╭─ Given records

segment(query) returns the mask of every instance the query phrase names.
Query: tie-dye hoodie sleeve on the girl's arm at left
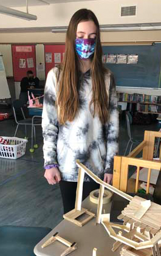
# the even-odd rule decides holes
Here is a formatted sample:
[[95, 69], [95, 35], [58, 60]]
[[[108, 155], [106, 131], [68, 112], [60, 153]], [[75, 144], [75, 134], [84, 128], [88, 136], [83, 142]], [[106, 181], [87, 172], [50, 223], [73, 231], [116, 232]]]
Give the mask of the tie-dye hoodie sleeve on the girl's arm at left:
[[58, 116], [55, 106], [57, 78], [54, 71], [55, 69], [49, 71], [44, 91], [42, 128], [45, 168], [57, 165]]

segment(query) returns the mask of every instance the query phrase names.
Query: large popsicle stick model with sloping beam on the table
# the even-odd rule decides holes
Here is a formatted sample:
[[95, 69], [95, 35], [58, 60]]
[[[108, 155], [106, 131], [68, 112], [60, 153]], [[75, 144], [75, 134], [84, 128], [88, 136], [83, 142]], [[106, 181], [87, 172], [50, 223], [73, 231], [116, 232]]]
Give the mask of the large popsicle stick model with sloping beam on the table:
[[[161, 206], [149, 200], [140, 198], [139, 196], [132, 197], [125, 192], [112, 187], [112, 185], [101, 181], [101, 179], [95, 176], [92, 171], [81, 164], [80, 161], [77, 161], [77, 165], [79, 167], [79, 175], [75, 209], [66, 213], [64, 218], [78, 226], [83, 226], [83, 224], [87, 223], [94, 217], [94, 213], [91, 213], [87, 209], [83, 209], [81, 207], [84, 174], [86, 173], [86, 175], [91, 177], [91, 179], [100, 184], [96, 223], [103, 224], [104, 229], [106, 229], [109, 236], [116, 240], [112, 251], [116, 251], [121, 244], [126, 244], [135, 250], [151, 248], [154, 256], [156, 256], [156, 254], [157, 256], [160, 256], [159, 242], [161, 240]], [[128, 206], [122, 211], [122, 215], [118, 216], [118, 218], [123, 219], [123, 225], [110, 223], [110, 215], [102, 214], [104, 188], [117, 193], [129, 201]], [[151, 214], [149, 214], [149, 212]], [[91, 218], [89, 216], [83, 222], [78, 223], [78, 220], [75, 219], [83, 213], [88, 213], [91, 215]], [[119, 229], [118, 234], [115, 232], [113, 227], [115, 229]], [[156, 230], [156, 232], [154, 230]], [[93, 255], [95, 256], [96, 254], [97, 250], [94, 250]]]

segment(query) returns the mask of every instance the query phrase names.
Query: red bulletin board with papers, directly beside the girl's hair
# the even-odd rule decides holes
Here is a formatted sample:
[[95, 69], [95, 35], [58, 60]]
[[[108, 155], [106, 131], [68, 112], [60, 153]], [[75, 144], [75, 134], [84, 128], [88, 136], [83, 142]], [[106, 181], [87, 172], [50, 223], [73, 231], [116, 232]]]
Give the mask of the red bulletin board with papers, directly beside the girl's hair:
[[47, 77], [47, 73], [50, 71], [50, 69], [52, 69], [52, 67], [57, 66], [63, 61], [65, 44], [45, 44], [44, 52]]

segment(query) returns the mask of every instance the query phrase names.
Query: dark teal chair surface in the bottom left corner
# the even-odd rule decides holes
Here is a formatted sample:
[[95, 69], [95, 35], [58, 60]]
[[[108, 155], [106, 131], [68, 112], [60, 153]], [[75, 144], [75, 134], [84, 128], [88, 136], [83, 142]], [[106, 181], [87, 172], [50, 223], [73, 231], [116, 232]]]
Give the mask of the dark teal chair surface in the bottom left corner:
[[35, 256], [33, 249], [52, 229], [49, 227], [0, 227], [1, 256]]

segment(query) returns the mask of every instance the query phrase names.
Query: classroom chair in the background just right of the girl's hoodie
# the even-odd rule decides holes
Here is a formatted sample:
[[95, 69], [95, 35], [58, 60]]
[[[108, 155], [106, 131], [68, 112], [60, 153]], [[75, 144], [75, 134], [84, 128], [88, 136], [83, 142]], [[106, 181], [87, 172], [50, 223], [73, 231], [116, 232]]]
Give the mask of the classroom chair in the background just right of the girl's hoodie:
[[[129, 137], [129, 140], [128, 140], [128, 144], [126, 145], [126, 149], [125, 149], [125, 153], [124, 153], [124, 156], [126, 156], [126, 153], [128, 151], [128, 147], [129, 147], [129, 153], [131, 152], [132, 150], [132, 146], [133, 145], [137, 145], [141, 142], [141, 140], [134, 140], [132, 138], [132, 135], [131, 135], [131, 123], [132, 123], [132, 116], [130, 114], [129, 111], [126, 111], [126, 124], [127, 124], [127, 130], [128, 130], [128, 137]], [[131, 145], [130, 145], [131, 144]]]

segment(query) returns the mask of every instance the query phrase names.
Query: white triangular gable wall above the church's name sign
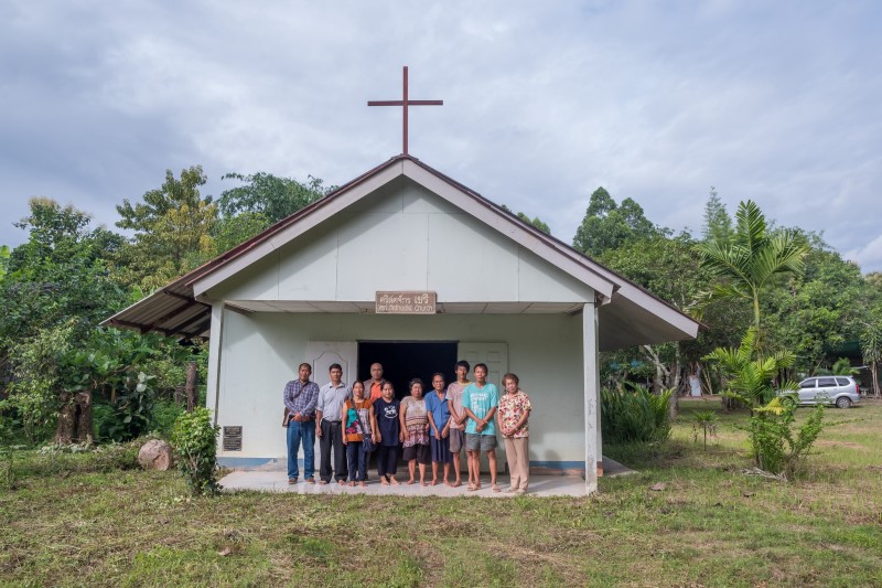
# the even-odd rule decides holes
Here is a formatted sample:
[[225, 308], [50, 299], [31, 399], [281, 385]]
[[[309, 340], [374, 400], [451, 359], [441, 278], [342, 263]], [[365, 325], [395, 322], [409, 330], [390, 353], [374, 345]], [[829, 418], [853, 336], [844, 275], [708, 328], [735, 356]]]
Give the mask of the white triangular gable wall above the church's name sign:
[[[480, 275], [480, 280], [470, 279]], [[212, 288], [213, 300], [580, 302], [591, 288], [409, 180], [383, 186]]]

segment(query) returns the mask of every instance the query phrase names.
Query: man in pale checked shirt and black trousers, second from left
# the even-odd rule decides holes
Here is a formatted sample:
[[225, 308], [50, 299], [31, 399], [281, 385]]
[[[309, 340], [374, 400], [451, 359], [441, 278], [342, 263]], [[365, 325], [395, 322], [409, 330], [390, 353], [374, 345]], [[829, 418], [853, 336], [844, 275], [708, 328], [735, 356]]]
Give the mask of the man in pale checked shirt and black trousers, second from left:
[[329, 370], [331, 382], [319, 391], [319, 402], [315, 405], [315, 420], [319, 426], [315, 434], [319, 436], [319, 450], [321, 460], [319, 467], [320, 484], [331, 481], [331, 450], [334, 451], [333, 475], [340, 485], [346, 483], [346, 452], [343, 450], [343, 402], [348, 396], [346, 385], [342, 382], [343, 367], [338, 363], [331, 364]]

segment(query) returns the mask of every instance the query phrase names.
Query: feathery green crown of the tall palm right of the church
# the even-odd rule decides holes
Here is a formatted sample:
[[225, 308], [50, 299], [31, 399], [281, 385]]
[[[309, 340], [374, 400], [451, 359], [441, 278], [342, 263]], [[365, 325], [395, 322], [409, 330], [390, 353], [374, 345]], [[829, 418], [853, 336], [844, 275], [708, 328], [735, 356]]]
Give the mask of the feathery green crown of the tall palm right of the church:
[[753, 302], [753, 327], [760, 329], [760, 290], [776, 274], [800, 276], [808, 246], [789, 229], [770, 234], [765, 216], [753, 201], [741, 202], [735, 213], [735, 233], [730, 242], [696, 245], [701, 265], [720, 281], [712, 298], [745, 298]]

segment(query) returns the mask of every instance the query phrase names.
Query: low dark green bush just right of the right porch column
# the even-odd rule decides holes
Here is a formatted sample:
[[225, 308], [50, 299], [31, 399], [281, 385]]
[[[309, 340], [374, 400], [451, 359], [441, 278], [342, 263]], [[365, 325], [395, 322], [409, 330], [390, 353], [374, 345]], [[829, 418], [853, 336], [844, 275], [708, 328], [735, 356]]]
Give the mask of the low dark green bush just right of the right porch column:
[[633, 391], [601, 391], [601, 430], [612, 443], [664, 441], [670, 436], [668, 403], [671, 391], [655, 395], [642, 386]]

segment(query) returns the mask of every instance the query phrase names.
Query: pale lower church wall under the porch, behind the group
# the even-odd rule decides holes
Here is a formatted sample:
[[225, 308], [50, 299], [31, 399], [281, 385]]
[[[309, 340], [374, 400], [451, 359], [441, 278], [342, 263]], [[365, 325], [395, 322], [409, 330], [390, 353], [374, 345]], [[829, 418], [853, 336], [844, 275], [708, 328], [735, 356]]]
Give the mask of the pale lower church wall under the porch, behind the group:
[[[282, 391], [310, 341], [501, 341], [535, 410], [530, 461], [579, 468], [584, 460], [583, 372], [579, 317], [553, 314], [283, 314], [226, 312], [217, 423], [243, 426], [243, 450], [218, 452], [230, 464], [286, 457]], [[439, 366], [445, 372], [452, 366]], [[327, 374], [314, 374], [320, 385]], [[503, 392], [501, 383], [494, 382]]]

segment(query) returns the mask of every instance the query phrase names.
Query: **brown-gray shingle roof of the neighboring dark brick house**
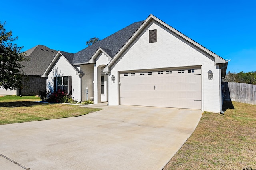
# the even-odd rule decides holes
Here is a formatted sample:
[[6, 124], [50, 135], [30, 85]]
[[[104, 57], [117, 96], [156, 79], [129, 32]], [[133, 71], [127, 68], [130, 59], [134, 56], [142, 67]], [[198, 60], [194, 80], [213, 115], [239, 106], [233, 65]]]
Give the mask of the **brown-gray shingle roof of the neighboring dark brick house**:
[[25, 51], [26, 58], [30, 58], [29, 61], [23, 61], [23, 70], [26, 75], [42, 75], [48, 65], [51, 63], [53, 56], [57, 51], [50, 49], [44, 45], [37, 45], [31, 49]]

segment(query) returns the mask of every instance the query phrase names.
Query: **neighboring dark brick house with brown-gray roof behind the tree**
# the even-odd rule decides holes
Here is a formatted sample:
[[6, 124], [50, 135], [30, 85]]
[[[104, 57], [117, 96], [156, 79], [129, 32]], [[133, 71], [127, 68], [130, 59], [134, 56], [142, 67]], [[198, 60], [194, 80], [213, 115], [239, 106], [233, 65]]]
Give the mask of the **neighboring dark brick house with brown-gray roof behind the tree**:
[[39, 95], [39, 91], [46, 90], [46, 77], [42, 74], [51, 63], [57, 51], [44, 45], [37, 45], [27, 51], [29, 61], [22, 62], [26, 81], [22, 81], [22, 87], [16, 90], [0, 89], [0, 95]]

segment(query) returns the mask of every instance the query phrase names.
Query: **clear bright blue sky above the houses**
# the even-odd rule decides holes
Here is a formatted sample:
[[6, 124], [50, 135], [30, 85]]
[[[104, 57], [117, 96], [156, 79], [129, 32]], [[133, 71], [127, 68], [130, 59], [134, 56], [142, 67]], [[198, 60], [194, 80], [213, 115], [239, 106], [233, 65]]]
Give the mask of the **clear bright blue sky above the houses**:
[[2, 0], [0, 21], [26, 51], [38, 44], [76, 53], [153, 14], [224, 59], [256, 71], [256, 0]]

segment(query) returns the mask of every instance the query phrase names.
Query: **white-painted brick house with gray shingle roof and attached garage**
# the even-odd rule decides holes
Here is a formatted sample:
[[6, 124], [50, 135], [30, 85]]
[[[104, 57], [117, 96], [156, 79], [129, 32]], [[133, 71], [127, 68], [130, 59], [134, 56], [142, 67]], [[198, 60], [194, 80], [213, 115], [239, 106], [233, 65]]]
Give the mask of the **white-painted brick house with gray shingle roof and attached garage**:
[[[43, 77], [54, 91], [58, 83], [54, 77], [69, 76], [70, 85], [65, 88], [78, 101], [86, 100], [88, 87], [88, 97], [93, 97], [94, 103], [218, 113], [227, 64], [150, 15], [78, 53], [59, 51]], [[212, 71], [212, 79], [208, 71]]]

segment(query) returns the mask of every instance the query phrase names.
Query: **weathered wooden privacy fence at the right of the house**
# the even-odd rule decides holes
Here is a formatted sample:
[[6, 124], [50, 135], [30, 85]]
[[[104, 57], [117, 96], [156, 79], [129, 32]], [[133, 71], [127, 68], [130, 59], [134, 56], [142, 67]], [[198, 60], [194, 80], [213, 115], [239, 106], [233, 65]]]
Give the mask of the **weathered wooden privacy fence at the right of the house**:
[[222, 88], [224, 100], [256, 105], [256, 85], [223, 82]]

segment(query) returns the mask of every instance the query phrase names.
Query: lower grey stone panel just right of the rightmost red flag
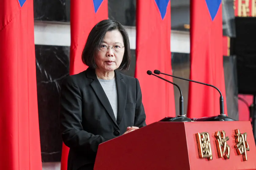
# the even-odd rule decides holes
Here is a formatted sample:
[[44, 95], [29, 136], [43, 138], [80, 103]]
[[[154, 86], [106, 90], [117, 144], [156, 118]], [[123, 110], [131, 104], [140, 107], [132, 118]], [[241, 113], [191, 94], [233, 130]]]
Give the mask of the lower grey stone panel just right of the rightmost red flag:
[[223, 57], [228, 116], [238, 120], [238, 83], [235, 56]]

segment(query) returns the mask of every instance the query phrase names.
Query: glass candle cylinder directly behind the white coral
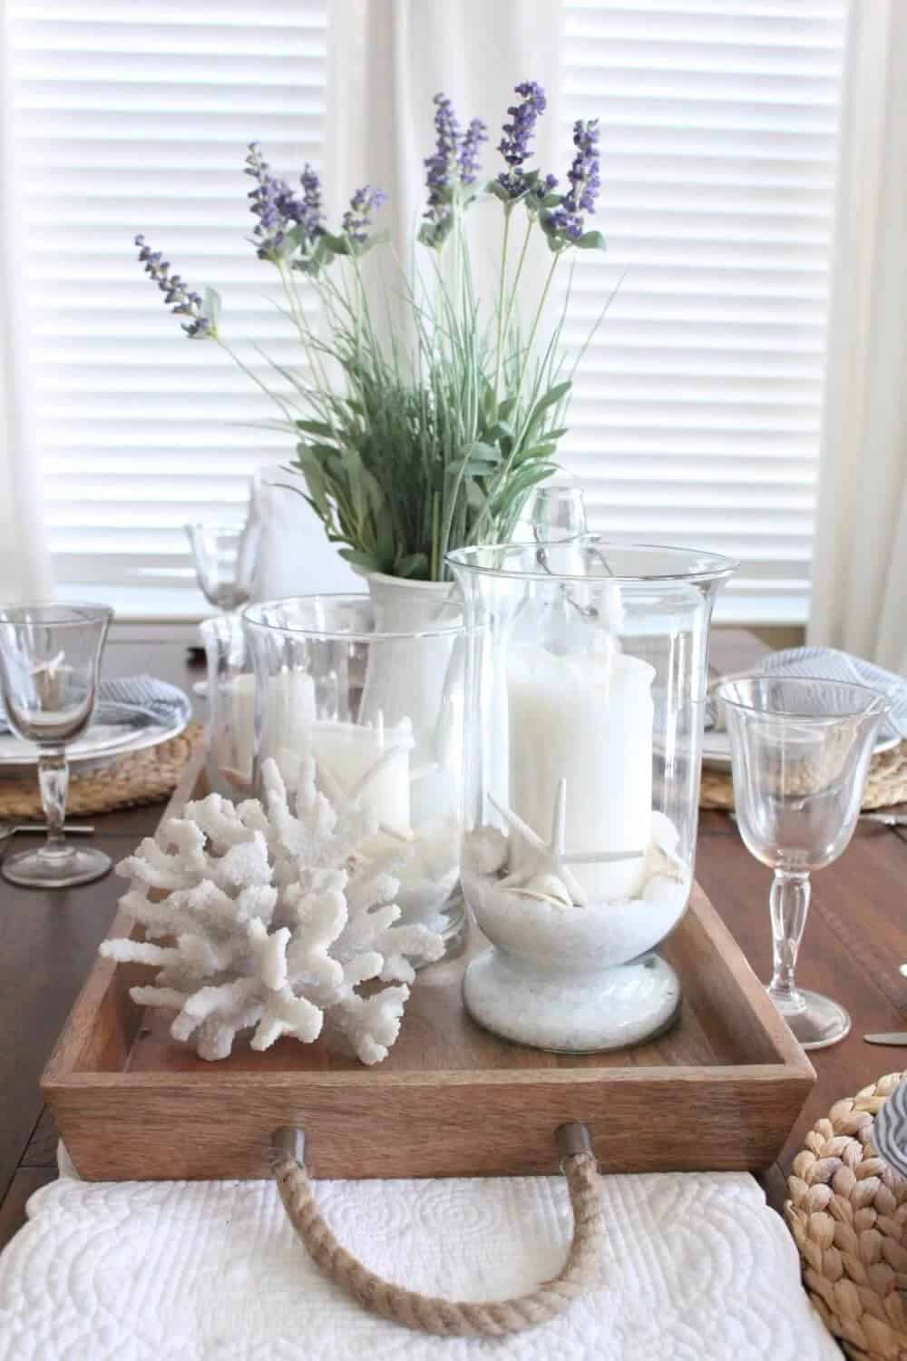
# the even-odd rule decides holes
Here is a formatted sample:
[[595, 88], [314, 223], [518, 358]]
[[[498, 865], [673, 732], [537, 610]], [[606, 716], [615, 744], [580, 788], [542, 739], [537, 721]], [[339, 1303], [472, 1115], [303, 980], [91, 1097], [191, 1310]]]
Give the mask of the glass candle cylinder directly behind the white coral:
[[374, 818], [359, 852], [397, 879], [401, 921], [430, 925], [453, 951], [466, 921], [462, 607], [434, 627], [388, 622], [364, 595], [249, 606], [256, 781], [269, 758], [287, 780], [314, 758], [322, 791]]

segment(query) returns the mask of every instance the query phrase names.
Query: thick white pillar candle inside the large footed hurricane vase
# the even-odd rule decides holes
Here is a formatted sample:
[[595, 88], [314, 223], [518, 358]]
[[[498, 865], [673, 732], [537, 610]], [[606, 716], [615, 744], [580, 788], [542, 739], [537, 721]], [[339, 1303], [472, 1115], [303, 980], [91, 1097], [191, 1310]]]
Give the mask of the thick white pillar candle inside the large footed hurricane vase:
[[[651, 682], [624, 653], [559, 656], [515, 648], [507, 666], [510, 808], [548, 841], [560, 780], [567, 781], [566, 852], [642, 851], [651, 836]], [[510, 870], [533, 851], [510, 836]], [[570, 864], [590, 902], [635, 897], [645, 855]]]

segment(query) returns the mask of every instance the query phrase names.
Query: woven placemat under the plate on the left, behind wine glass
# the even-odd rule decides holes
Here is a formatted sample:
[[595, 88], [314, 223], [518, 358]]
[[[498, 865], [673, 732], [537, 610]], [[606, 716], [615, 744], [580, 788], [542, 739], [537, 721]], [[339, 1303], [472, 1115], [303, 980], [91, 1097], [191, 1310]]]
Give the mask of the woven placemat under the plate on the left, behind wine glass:
[[[190, 723], [185, 732], [170, 742], [117, 757], [101, 770], [71, 776], [67, 817], [110, 813], [113, 808], [132, 808], [170, 798], [203, 732], [200, 723]], [[42, 817], [35, 783], [0, 780], [0, 821]]]

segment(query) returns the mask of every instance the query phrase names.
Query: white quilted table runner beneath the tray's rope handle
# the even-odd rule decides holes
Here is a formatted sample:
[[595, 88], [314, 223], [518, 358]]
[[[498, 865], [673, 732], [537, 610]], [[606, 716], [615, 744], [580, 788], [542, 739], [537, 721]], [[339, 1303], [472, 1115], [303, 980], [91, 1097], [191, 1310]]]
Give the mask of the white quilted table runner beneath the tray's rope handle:
[[[38, 1191], [0, 1258], [1, 1361], [840, 1361], [794, 1244], [752, 1177], [605, 1177], [598, 1288], [502, 1341], [375, 1319], [326, 1282], [265, 1181], [84, 1183]], [[562, 1264], [559, 1177], [322, 1181], [367, 1266], [481, 1300]]]

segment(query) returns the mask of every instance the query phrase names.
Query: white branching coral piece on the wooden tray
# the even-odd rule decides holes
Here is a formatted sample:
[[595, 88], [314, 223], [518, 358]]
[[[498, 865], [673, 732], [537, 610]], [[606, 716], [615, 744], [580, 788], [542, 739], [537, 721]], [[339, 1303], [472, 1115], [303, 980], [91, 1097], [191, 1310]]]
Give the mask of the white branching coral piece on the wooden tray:
[[[291, 791], [273, 761], [262, 776], [264, 804], [188, 803], [117, 866], [131, 881], [120, 905], [146, 939], [101, 953], [158, 970], [133, 999], [175, 1011], [171, 1034], [194, 1037], [203, 1059], [226, 1057], [252, 1026], [253, 1049], [283, 1034], [307, 1044], [329, 1013], [362, 1062], [378, 1063], [400, 1032], [411, 961], [439, 958], [443, 942], [398, 924], [394, 852], [355, 853], [377, 819], [329, 780], [330, 798], [318, 789], [311, 758]], [[375, 979], [392, 985], [356, 991]]]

╰─

Output only a verbatim copy of the lines spanning from the line that contains "Give the mask of the white branching" to the end of the records above.

Give the mask of the white branching coral piece on the wooden tray:
[[[291, 791], [273, 761], [262, 776], [264, 804], [188, 803], [117, 866], [131, 881], [120, 905], [146, 939], [101, 953], [158, 970], [133, 999], [175, 1011], [171, 1034], [194, 1037], [203, 1059], [226, 1057], [252, 1026], [253, 1049], [283, 1034], [307, 1044], [329, 1013], [362, 1062], [378, 1063], [400, 1032], [411, 961], [439, 958], [443, 942], [398, 924], [394, 852], [355, 853], [377, 819], [329, 780], [330, 798], [318, 789], [311, 758]], [[375, 979], [392, 985], [356, 991]]]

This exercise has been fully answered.